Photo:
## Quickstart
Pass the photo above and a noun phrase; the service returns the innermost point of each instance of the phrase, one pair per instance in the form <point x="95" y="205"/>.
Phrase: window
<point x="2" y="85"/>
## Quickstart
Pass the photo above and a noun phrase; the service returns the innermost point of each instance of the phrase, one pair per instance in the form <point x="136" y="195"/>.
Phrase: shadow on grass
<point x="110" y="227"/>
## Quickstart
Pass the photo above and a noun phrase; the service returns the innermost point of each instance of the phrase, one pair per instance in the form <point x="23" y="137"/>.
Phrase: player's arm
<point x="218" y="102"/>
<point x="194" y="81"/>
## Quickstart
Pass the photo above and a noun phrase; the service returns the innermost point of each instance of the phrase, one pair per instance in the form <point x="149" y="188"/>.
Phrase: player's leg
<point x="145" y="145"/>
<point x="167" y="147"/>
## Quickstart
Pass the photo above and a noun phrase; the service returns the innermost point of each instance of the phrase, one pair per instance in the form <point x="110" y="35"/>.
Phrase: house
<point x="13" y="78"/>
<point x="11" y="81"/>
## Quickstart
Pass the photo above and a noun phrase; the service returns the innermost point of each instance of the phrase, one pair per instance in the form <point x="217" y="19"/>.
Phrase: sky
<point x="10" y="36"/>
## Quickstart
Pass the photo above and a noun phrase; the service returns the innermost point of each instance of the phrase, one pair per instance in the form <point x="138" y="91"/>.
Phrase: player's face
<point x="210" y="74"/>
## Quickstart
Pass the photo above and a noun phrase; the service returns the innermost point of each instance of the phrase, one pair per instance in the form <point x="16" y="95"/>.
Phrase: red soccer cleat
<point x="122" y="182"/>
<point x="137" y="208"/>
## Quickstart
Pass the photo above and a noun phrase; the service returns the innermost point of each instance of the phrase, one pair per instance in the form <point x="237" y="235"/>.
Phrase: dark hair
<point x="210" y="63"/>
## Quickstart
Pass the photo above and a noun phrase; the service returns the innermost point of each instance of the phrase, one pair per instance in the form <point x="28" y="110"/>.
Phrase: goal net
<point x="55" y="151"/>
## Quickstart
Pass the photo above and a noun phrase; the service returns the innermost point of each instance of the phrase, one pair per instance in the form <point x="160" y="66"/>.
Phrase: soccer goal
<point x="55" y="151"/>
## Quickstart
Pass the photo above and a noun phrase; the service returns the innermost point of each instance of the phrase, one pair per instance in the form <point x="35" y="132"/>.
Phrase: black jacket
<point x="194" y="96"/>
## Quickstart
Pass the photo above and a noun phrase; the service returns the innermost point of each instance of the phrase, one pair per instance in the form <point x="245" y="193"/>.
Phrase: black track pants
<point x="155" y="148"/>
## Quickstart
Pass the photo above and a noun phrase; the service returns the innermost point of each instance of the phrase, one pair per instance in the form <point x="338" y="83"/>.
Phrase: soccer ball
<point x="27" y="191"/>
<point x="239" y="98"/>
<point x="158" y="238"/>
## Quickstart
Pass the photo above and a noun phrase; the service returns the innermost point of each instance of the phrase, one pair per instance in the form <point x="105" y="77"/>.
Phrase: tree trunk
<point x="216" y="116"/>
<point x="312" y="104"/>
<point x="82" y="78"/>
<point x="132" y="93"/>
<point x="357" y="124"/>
====================
> CHALLENGE
Set down the listing above in full, please, exactly as it appears.

> RESULT OF THIS TASK
Photo:
## Quickstart
Pass the photo above and a noun phrase; the service returns the innermost point of each instance of the phrase, one pair per instance in the form <point x="95" y="205"/>.
Phrase: window
<point x="2" y="85"/>
## Quickstart
Pass the photo above and a noun phrase; the service returns the innermost point of each instance of the phrase, one pair per instance in the form <point x="136" y="195"/>.
Phrase: shadow on grass
<point x="110" y="227"/>
## Quickstart
Pass the photo above and a noun phrase; the service returns the innermost point of each instance of the phrase, one pair per instance in the form <point x="23" y="137"/>.
Phrase: player's arm
<point x="218" y="102"/>
<point x="194" y="81"/>
## Quickstart
Pass the photo above and a noun phrase; the service returns the innermost point of each instance of the phrase, one pair per instance in the form <point x="149" y="188"/>.
Phrase: player's leg
<point x="145" y="145"/>
<point x="167" y="147"/>
## Quickstart
Pass the photo above and a noun phrase; the service returns the innermost point of each instance of the phrase, one pair per instance in the form <point x="110" y="35"/>.
Phrase: house
<point x="13" y="78"/>
<point x="11" y="81"/>
## Quickstart
Pass the photo above and a noun phrase; the service returns the innermost point of each instance of the phrase, one pair per instance in the form <point x="217" y="19"/>.
Phrase: sky
<point x="10" y="36"/>
## Quickstart
Pass the photo above and a noun phrase; the service returns the innermost point of each instance of the phrase, one pair per instance in the form <point x="138" y="91"/>.
Phrase: player's face
<point x="210" y="74"/>
## Quickstart
Pass the photo above and a noun phrase; the service returns the innermost point of each instance of the phrase, one pair per instance in the form <point x="16" y="95"/>.
Phrase: red soccer cleat
<point x="122" y="182"/>
<point x="137" y="208"/>
## Quickstart
Pass the photo above and a noun phrase; the service returns the innermost point of each instance of the phrase, one pair per instance in the form <point x="237" y="235"/>.
Phrase: dark hair
<point x="210" y="63"/>
## Quickstart
Pass the photo above and a noun phrase; the service returns the innermost point of each instance of the phrase, one pair per instance in the form <point x="28" y="110"/>.
Phrase: goal net
<point x="55" y="151"/>
## Quickstart
Pass the photo above and a noun phrase; the service returns the innermost point of each instance of the phrase, one pair per instance in the form <point x="160" y="66"/>.
Phrase: soccer goal
<point x="55" y="151"/>
## Quickstart
Pass the photo above and a noun phrase; the service returns the innermost point of each instance of the phrase, one pair per instance in the form <point x="35" y="132"/>.
Phrase: black jacket
<point x="194" y="96"/>
## Quickstart
Pass the photo above and a noun phrase; the service returns the innermost point of each instance of the phrase, one pair per instance in the form <point x="245" y="193"/>.
Phrase: black track pants
<point x="155" y="148"/>
## Quickstart
Pass the photo above and a noun phrase; the service returns the innermost point of each instance of the phrase, one pair per instance in the form <point x="338" y="83"/>.
Phrase: soccer ball
<point x="27" y="191"/>
<point x="239" y="98"/>
<point x="158" y="238"/>
## Quickstart
Pass the photo above and a noun phrase; the service returns the innermost point of each instance of the phrase, one pair per instance in the form <point x="105" y="77"/>.
Phrase: tree trunk
<point x="216" y="116"/>
<point x="312" y="104"/>
<point x="82" y="78"/>
<point x="132" y="93"/>
<point x="357" y="124"/>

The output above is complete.